-- Task statement --
All that should be output is the block of lines below from the line with "the water buffalo" to the line with "the red blossom", both included, exactly as written.

-- Referring expression data --
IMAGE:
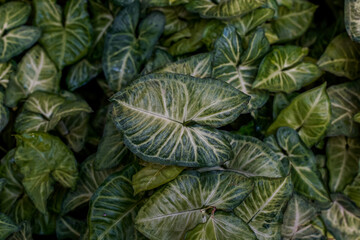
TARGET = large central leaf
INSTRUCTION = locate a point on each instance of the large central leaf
(162, 115)
(65, 40)
(181, 205)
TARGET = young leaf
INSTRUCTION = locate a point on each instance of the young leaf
(297, 217)
(262, 209)
(343, 156)
(304, 173)
(343, 218)
(341, 57)
(113, 207)
(184, 201)
(44, 159)
(308, 113)
(283, 70)
(254, 157)
(153, 176)
(66, 36)
(345, 103)
(169, 130)
(222, 226)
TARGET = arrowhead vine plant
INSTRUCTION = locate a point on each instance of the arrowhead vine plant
(180, 119)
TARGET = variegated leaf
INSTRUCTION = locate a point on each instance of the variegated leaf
(66, 36)
(175, 128)
(341, 57)
(262, 209)
(343, 156)
(184, 200)
(345, 103)
(304, 173)
(237, 67)
(309, 113)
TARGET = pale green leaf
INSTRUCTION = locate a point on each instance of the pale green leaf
(113, 207)
(153, 176)
(262, 209)
(341, 57)
(239, 68)
(283, 70)
(309, 113)
(352, 19)
(345, 104)
(44, 159)
(304, 173)
(66, 36)
(254, 158)
(222, 226)
(342, 219)
(89, 180)
(178, 127)
(296, 222)
(181, 204)
(223, 9)
(343, 156)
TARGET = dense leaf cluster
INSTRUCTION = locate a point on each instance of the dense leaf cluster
(179, 119)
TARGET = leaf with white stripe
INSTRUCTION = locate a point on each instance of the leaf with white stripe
(66, 36)
(343, 156)
(352, 19)
(309, 113)
(262, 209)
(341, 57)
(283, 70)
(44, 159)
(345, 104)
(7, 226)
(111, 149)
(239, 68)
(113, 207)
(128, 43)
(342, 219)
(197, 66)
(223, 9)
(304, 173)
(182, 203)
(171, 118)
(297, 218)
(222, 226)
(254, 158)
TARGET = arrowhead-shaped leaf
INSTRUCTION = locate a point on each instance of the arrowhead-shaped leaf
(309, 113)
(178, 126)
(184, 201)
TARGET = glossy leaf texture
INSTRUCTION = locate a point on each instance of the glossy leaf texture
(304, 173)
(44, 159)
(238, 67)
(113, 207)
(297, 220)
(309, 113)
(128, 43)
(184, 128)
(222, 226)
(66, 36)
(345, 104)
(89, 180)
(254, 158)
(181, 204)
(262, 209)
(343, 156)
(283, 70)
(153, 176)
(342, 219)
(341, 58)
(352, 19)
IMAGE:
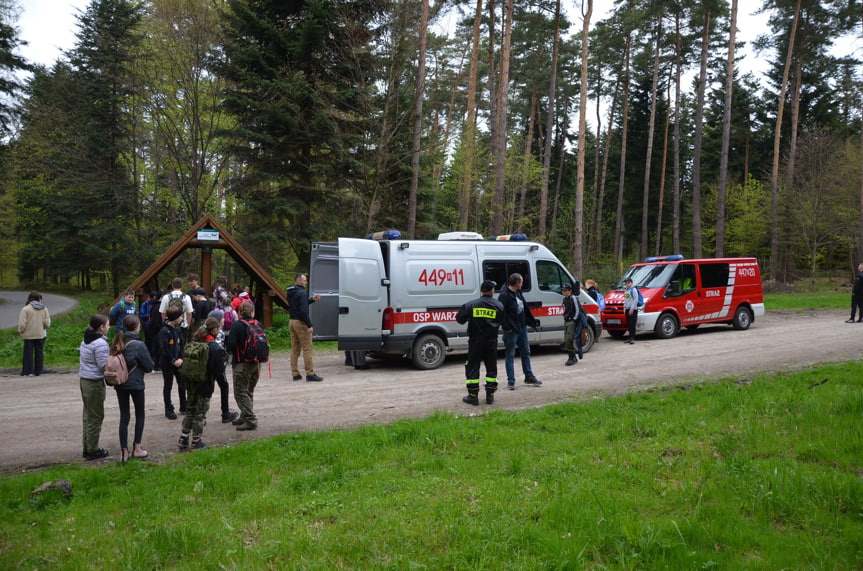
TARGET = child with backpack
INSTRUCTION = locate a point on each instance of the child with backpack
(203, 362)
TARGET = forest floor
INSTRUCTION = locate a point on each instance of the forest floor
(40, 417)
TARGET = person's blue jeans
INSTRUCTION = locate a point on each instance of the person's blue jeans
(511, 341)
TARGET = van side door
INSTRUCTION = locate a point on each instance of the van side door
(363, 294)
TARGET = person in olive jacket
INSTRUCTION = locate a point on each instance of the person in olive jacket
(138, 361)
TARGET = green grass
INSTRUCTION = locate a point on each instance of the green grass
(744, 473)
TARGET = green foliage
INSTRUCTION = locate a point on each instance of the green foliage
(759, 472)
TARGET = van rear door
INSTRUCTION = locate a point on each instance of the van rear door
(363, 294)
(324, 280)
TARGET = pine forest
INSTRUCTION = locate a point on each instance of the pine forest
(607, 138)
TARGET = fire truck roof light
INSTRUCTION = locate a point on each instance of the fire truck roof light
(671, 258)
(511, 237)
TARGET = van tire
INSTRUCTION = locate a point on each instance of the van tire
(428, 352)
(742, 318)
(667, 326)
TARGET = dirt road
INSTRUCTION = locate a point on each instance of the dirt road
(40, 417)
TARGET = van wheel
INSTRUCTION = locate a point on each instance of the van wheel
(742, 318)
(667, 326)
(429, 352)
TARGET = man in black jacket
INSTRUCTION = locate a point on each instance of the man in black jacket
(517, 317)
(301, 329)
(483, 316)
(857, 296)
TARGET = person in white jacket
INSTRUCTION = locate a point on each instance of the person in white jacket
(33, 322)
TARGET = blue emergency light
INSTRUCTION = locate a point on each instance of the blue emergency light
(386, 235)
(671, 258)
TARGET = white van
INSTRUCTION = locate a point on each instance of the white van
(400, 297)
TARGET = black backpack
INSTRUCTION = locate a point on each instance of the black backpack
(256, 348)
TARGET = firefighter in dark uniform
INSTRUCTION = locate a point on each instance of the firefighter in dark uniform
(483, 316)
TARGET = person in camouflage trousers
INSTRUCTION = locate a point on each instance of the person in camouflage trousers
(245, 374)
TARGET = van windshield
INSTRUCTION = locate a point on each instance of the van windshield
(648, 275)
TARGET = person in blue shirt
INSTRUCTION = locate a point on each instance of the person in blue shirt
(126, 306)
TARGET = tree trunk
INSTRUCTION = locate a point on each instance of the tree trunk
(675, 216)
(726, 137)
(651, 128)
(546, 160)
(657, 251)
(418, 122)
(777, 137)
(502, 107)
(699, 133)
(470, 126)
(578, 243)
(618, 225)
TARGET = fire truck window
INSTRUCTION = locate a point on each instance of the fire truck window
(499, 272)
(550, 276)
(713, 275)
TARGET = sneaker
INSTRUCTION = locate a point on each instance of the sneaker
(100, 453)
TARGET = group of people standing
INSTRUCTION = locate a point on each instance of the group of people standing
(485, 315)
(172, 320)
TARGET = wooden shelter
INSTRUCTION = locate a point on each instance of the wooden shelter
(207, 234)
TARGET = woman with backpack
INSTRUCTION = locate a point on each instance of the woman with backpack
(204, 361)
(92, 354)
(138, 361)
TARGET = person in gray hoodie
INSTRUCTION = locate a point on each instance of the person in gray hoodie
(33, 321)
(138, 361)
(93, 354)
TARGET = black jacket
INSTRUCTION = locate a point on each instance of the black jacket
(514, 320)
(136, 355)
(482, 315)
(172, 340)
(298, 304)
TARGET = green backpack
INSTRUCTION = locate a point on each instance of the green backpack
(195, 357)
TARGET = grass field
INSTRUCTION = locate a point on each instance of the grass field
(738, 473)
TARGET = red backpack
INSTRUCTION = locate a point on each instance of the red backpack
(256, 348)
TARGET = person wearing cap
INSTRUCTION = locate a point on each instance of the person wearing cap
(572, 324)
(483, 317)
(228, 414)
(172, 340)
(301, 329)
(516, 318)
(630, 308)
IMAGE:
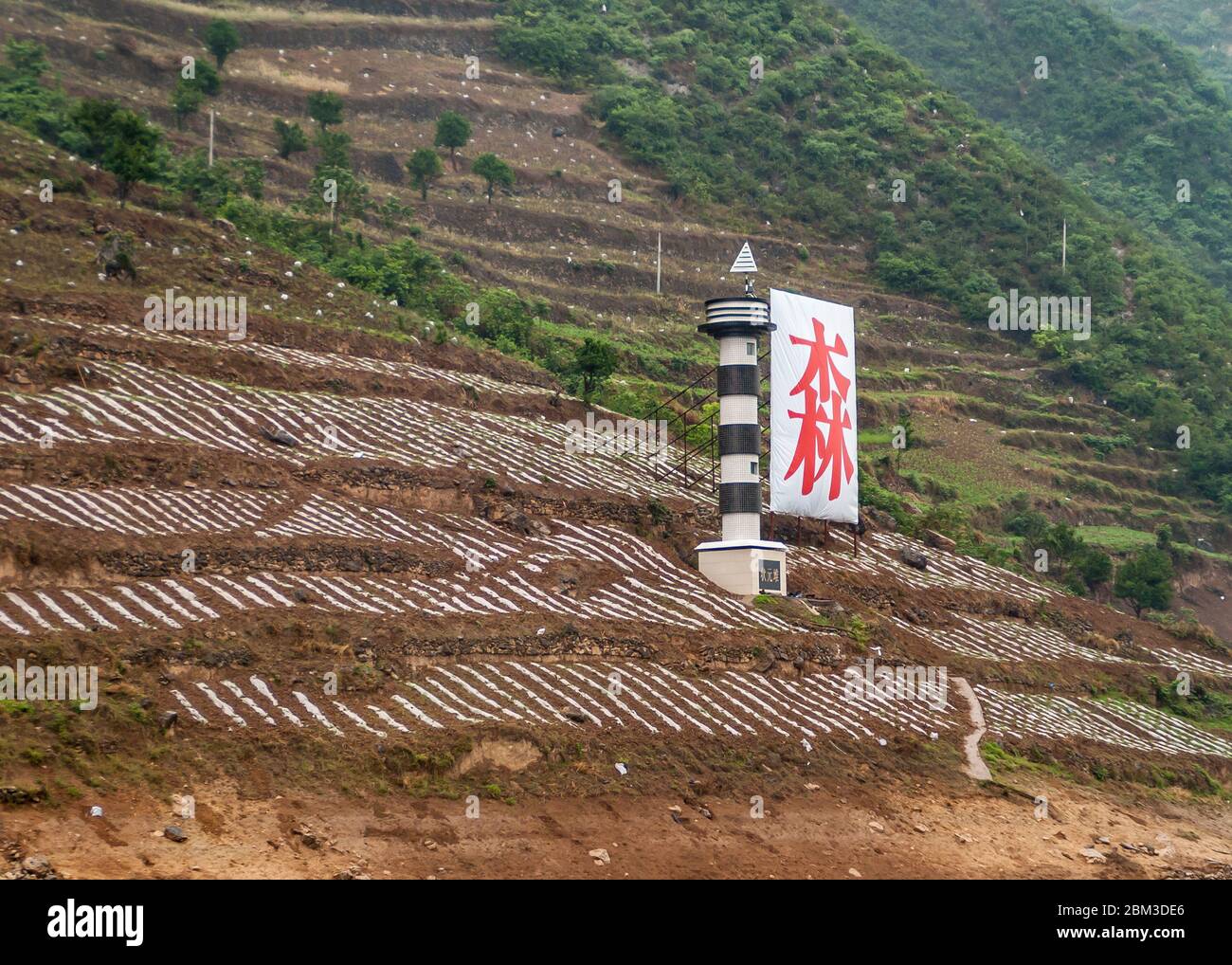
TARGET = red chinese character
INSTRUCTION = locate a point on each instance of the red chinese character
(817, 451)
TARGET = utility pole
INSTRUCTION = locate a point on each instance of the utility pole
(658, 267)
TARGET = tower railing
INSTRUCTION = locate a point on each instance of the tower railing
(690, 464)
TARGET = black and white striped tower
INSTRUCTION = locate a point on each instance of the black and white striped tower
(742, 561)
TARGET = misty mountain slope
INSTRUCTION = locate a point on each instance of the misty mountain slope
(1202, 26)
(1122, 112)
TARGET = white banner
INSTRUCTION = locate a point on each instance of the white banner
(812, 408)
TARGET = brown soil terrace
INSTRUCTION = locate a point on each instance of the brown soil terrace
(505, 623)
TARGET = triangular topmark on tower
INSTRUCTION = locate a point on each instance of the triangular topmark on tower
(744, 262)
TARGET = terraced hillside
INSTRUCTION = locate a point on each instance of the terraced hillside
(349, 588)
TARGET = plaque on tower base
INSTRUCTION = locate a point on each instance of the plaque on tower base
(746, 567)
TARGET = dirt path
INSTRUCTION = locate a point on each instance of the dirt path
(976, 766)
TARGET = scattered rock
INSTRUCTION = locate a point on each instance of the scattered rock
(280, 436)
(934, 538)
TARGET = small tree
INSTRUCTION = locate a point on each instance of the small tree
(325, 107)
(452, 132)
(1095, 566)
(594, 362)
(292, 138)
(185, 100)
(493, 171)
(222, 40)
(122, 142)
(206, 79)
(1145, 581)
(335, 149)
(426, 168)
(353, 193)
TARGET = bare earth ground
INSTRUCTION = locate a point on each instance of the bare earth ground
(929, 832)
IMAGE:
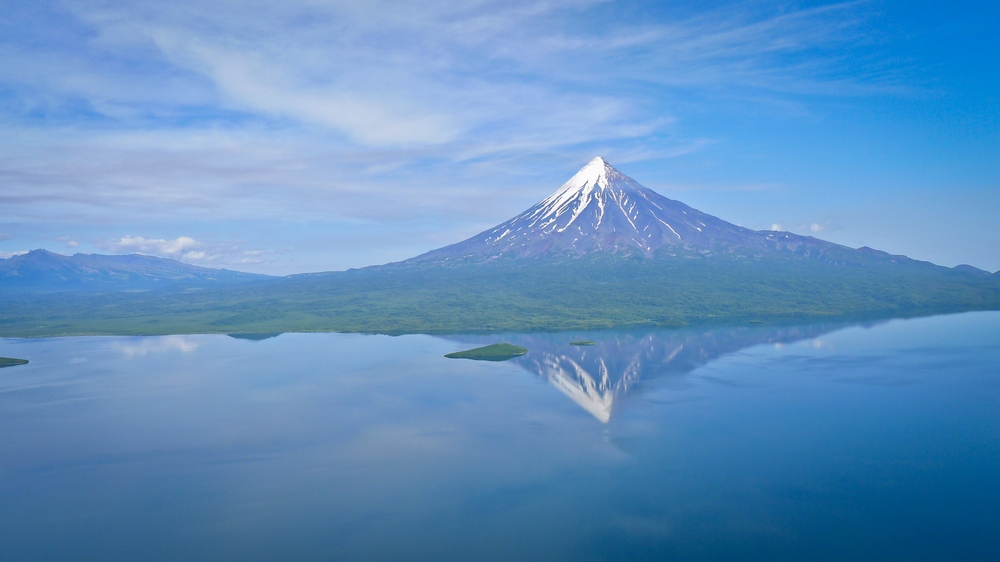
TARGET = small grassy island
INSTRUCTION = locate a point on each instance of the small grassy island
(11, 362)
(495, 352)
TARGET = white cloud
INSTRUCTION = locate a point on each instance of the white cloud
(185, 248)
(154, 246)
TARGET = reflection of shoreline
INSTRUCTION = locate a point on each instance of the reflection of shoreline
(144, 345)
(597, 377)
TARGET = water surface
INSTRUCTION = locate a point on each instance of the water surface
(816, 442)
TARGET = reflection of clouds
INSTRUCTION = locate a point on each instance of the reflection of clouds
(597, 377)
(138, 347)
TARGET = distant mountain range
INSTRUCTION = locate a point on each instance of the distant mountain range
(41, 270)
(601, 252)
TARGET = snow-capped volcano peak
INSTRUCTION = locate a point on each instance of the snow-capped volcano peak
(602, 210)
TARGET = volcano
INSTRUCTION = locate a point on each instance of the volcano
(601, 210)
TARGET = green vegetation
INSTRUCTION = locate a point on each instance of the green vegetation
(10, 362)
(565, 294)
(495, 352)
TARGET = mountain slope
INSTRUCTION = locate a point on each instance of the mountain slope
(601, 252)
(44, 271)
(602, 210)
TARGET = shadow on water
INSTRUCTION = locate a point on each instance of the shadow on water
(599, 375)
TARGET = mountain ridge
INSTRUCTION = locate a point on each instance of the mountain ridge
(42, 270)
(600, 209)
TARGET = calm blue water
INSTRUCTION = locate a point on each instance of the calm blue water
(821, 442)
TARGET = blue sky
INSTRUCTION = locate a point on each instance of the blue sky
(295, 136)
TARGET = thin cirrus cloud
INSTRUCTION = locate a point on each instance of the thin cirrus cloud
(395, 118)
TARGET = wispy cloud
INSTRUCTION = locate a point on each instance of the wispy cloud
(187, 249)
(454, 114)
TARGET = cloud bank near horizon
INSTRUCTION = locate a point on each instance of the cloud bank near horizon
(364, 123)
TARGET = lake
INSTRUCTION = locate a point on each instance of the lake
(876, 441)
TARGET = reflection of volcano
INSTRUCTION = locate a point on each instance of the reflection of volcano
(597, 376)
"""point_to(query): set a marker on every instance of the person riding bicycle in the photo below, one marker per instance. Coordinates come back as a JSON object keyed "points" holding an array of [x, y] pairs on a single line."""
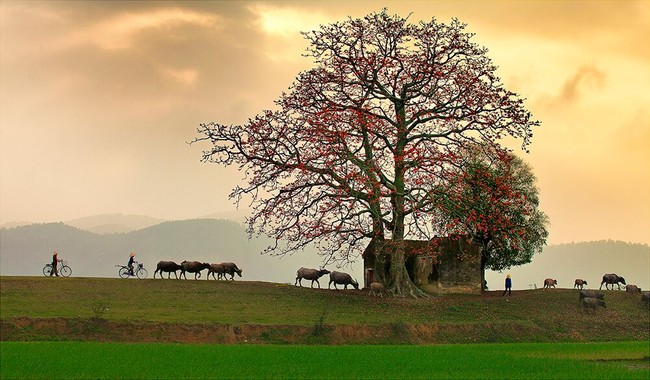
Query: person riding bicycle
{"points": [[130, 264], [55, 262]]}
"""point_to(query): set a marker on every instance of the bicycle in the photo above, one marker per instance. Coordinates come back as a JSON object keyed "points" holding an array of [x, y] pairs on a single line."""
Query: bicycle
{"points": [[63, 269], [138, 271]]}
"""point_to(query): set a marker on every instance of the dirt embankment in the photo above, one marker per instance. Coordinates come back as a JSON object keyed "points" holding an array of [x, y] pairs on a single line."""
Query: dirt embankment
{"points": [[101, 330]]}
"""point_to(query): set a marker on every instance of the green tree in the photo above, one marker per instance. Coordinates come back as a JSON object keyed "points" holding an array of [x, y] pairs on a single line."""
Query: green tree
{"points": [[491, 195]]}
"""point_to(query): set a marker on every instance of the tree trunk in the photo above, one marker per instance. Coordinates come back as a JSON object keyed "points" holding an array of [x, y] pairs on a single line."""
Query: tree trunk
{"points": [[400, 282]]}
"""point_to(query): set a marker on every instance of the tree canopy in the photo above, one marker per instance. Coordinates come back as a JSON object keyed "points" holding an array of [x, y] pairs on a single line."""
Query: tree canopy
{"points": [[491, 195], [356, 145]]}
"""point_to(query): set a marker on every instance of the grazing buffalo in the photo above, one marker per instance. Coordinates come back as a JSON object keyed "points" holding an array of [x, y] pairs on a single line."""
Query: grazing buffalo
{"points": [[549, 282], [341, 278], [167, 266], [377, 289], [193, 267], [215, 268], [231, 269], [310, 274], [612, 279], [591, 304], [579, 283]]}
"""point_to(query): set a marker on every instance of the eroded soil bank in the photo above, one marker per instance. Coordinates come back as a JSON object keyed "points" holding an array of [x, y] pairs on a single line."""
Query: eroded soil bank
{"points": [[102, 330]]}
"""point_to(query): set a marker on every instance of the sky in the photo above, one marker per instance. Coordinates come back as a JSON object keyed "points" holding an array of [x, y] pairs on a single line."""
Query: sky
{"points": [[98, 100]]}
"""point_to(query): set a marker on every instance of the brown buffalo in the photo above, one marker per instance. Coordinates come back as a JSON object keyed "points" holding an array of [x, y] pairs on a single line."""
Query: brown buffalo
{"points": [[612, 279], [579, 284], [193, 267]]}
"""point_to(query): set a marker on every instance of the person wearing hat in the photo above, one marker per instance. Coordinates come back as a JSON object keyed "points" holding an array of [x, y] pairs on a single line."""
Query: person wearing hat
{"points": [[508, 286], [55, 262], [130, 264]]}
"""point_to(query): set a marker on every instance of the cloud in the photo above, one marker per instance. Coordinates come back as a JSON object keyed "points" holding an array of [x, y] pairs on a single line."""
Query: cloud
{"points": [[119, 32], [284, 21], [186, 77], [586, 78]]}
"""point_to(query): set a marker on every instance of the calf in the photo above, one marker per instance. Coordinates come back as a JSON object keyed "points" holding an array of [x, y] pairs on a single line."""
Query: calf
{"points": [[342, 279], [550, 282], [193, 267], [310, 274], [579, 283], [167, 266], [231, 269], [215, 268]]}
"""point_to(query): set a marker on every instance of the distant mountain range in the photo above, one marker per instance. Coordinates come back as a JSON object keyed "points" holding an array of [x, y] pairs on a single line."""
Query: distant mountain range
{"points": [[92, 250], [25, 250], [122, 223]]}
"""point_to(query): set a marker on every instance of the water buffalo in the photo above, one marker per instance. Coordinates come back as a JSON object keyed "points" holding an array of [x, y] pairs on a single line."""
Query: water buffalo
{"points": [[310, 274], [341, 278], [215, 268], [579, 283], [549, 282], [193, 267], [167, 266], [231, 269], [591, 304], [590, 294], [377, 289], [613, 279]]}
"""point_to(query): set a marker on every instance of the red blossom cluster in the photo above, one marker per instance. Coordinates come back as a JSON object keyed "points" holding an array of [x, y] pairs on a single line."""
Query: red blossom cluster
{"points": [[359, 143]]}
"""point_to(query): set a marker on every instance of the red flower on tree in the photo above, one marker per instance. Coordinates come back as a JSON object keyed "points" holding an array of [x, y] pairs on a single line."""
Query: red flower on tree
{"points": [[358, 142]]}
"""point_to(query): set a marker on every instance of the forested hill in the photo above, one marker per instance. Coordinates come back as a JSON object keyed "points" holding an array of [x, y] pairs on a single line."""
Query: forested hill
{"points": [[24, 250]]}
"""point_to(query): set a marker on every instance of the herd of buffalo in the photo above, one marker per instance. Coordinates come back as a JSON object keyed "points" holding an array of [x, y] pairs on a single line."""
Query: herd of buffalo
{"points": [[220, 270], [589, 300]]}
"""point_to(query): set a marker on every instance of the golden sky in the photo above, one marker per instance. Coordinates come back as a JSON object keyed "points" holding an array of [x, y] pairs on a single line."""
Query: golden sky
{"points": [[98, 100]]}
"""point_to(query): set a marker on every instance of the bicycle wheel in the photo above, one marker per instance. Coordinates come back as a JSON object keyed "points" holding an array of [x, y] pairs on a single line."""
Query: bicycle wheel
{"points": [[124, 272], [142, 273], [65, 271]]}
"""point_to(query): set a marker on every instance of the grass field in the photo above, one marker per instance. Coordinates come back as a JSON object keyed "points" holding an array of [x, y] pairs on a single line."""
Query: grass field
{"points": [[131, 310], [113, 328], [72, 360]]}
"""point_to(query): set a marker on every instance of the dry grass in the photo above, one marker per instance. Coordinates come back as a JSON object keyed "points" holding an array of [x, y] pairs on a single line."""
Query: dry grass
{"points": [[280, 313]]}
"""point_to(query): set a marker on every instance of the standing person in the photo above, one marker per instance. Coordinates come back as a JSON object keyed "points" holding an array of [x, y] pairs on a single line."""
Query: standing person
{"points": [[130, 264], [508, 286], [55, 262]]}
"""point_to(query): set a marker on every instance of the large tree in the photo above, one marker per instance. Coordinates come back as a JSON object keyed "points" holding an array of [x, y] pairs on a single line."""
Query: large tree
{"points": [[356, 144], [491, 195]]}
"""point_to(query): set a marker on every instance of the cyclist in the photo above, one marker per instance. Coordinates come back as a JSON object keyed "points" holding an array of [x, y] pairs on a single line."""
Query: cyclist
{"points": [[130, 264], [55, 261]]}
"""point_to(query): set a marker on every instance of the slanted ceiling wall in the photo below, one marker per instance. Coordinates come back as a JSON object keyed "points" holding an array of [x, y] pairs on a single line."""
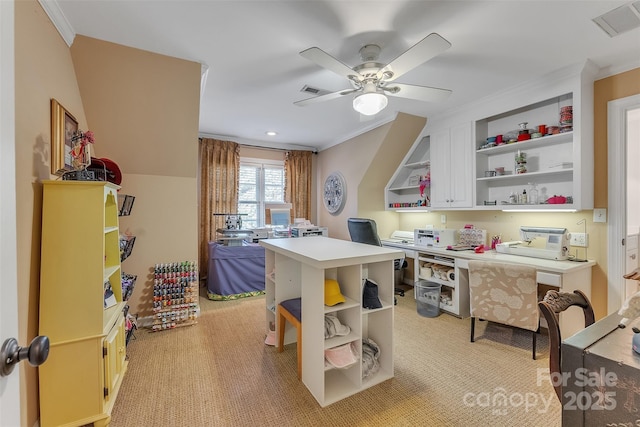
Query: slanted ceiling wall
{"points": [[144, 110]]}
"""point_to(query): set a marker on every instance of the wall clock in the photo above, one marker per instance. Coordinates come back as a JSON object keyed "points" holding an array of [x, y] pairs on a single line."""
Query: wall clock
{"points": [[335, 193]]}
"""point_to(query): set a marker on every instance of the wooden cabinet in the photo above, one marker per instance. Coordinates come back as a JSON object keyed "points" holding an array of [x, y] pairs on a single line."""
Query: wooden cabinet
{"points": [[403, 190], [631, 244], [80, 258], [452, 167], [301, 266]]}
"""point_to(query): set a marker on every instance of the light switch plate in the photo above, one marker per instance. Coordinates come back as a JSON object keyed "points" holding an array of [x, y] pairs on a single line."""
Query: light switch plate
{"points": [[599, 215]]}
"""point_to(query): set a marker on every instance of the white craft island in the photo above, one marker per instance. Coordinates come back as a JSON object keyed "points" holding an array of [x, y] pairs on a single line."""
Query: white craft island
{"points": [[297, 268]]}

-- Exercise result --
"""point_to(query): set a marker on every instance of the water buffalo in the photo above, one marker per instance. Coordinates come back as a JSON object keyed "points" holding an array of [x, y] pairs on a single line."""
Query: water buffalo
{"points": [[310, 274], [341, 278], [215, 268], [579, 283], [549, 282], [193, 267], [167, 266], [231, 269], [591, 304], [590, 294], [377, 289], [613, 279]]}
"""point_to(query): set a marker on every instance of the red blossom cluster in the photo above, one marker per instance. Coordinates come back as a JSON object keyed "points" holding an array of [x, y] pairs on a single line."""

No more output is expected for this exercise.